Using the records below, output the stretch that opens with the line containing "the egg yolk" and closes with the line containing "the tomato half", exactly and including both lines, with nothing more.

The input:
════════

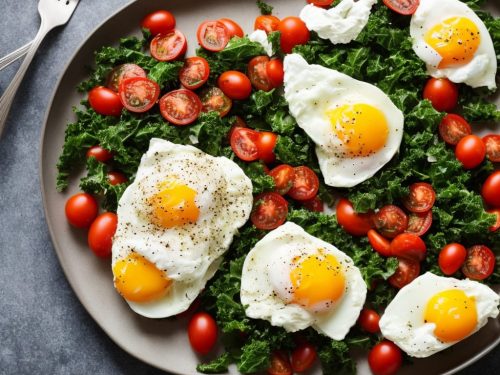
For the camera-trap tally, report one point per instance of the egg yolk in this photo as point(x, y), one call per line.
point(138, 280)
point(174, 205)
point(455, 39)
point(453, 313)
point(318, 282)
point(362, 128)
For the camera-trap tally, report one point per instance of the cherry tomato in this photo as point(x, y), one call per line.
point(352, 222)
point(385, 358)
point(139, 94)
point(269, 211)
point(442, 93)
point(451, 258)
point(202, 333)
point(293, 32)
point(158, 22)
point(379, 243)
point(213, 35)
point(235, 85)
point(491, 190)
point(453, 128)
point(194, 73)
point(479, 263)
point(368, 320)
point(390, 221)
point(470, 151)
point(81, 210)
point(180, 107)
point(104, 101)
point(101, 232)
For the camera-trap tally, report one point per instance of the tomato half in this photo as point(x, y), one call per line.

════════

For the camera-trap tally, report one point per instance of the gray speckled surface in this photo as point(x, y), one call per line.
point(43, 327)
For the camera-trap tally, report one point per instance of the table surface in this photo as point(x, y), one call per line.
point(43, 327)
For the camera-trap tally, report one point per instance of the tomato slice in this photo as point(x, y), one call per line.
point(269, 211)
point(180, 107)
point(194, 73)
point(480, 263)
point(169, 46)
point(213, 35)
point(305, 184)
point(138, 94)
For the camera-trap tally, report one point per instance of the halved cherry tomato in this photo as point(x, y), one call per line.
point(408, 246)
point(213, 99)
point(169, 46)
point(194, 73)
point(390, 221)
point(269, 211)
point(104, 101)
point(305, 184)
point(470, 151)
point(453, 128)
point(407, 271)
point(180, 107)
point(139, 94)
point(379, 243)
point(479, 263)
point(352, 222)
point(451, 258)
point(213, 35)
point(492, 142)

════════

Result for this exercise:
For the camera-trap tally, report one point per instance of the egg yolk in this photo as point(x, y), one call per line.
point(138, 280)
point(174, 205)
point(455, 39)
point(453, 313)
point(318, 282)
point(362, 128)
For the camera-trap tally, report one point per instance of the cherry tomato in this photo as point(x, y), one call per line.
point(352, 222)
point(385, 358)
point(139, 94)
point(269, 211)
point(442, 93)
point(451, 258)
point(202, 333)
point(293, 32)
point(158, 22)
point(379, 243)
point(213, 35)
point(235, 85)
point(491, 190)
point(453, 128)
point(194, 73)
point(479, 263)
point(368, 320)
point(390, 221)
point(470, 151)
point(81, 210)
point(180, 107)
point(104, 101)
point(101, 232)
For the camera-trap tally, report one point per instance of the tomato half in this photo as point(x, y), one call per line.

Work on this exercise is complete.